## DOCUMENT PASSAGE:
------------------------------------------------

The plot this time around makes even less sense than Uncharted 2’s tree resin that lets you take more damage. The bad guys are chasing a mysterious doo-dad that will apparently let them do something a) that they’re already doing, and b) that pretty much anyone with a chemistry set can do. It’s a pretty lousy villain who goes chasing a relic to the far ends of the earth when she could have just whipped up a little something in her garage. But it’s a pretty lousy villain anyway. Actually, a pair of them. One is underdeveloped considering how she’s supposed to fit into the action, and the other is laughably generic, right down to the looping QTE that serves as the final boss fight. He is dispatched with a line from Brian DePalma’s The Untouchables. The locations are mostly as forgettable as the new characters. There’s a reason few games take place in the open desert.

------------------------------------------------

## RECORD SET:

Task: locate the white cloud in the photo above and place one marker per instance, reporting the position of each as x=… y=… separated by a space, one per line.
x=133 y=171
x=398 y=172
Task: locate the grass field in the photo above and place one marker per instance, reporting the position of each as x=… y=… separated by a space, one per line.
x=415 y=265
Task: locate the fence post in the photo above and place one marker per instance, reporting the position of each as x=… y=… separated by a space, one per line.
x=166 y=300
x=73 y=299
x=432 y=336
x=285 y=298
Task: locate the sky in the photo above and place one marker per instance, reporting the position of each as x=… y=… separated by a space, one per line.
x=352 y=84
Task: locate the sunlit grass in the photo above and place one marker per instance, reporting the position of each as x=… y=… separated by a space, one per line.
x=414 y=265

------------------------------------------------

## WHAT TO DO:
a: Copy the part of the game review that begins with the words containing "The plot this" and ends with "the open desert.".
b: List every proper name, whether of a person or of a title, that appears in the game review.

## RESPONSES FOR EACH TASK:
a:
The plot this time around makes even less sense than Uncharted 2’s tree resin that lets you take more damage. The bad guys are chasing a mysterious doo-dad that will apparently let them do something a) that they’re already doing, and b) that pretty much anyone with a chemistry set can do. It’s a pretty lousy villain who goes chasing a relic to the far ends of the earth when she could have just whipped up a little something in her garage. But it’s a pretty lousy villain anyway. Actually, a pair of them. One is underdeveloped considering how she’s supposed to fit into the action, and the other is laughably generic, right down to the looping QTE that serves as the final boss fight. He is dispatched with a line from Brian DePalma’s The Untouchables. The locations are mostly as forgettable as the new characters. There’s a reason few games take place in the open desert.

b:
Uncharted 2
Brian DePalma
The Untouchables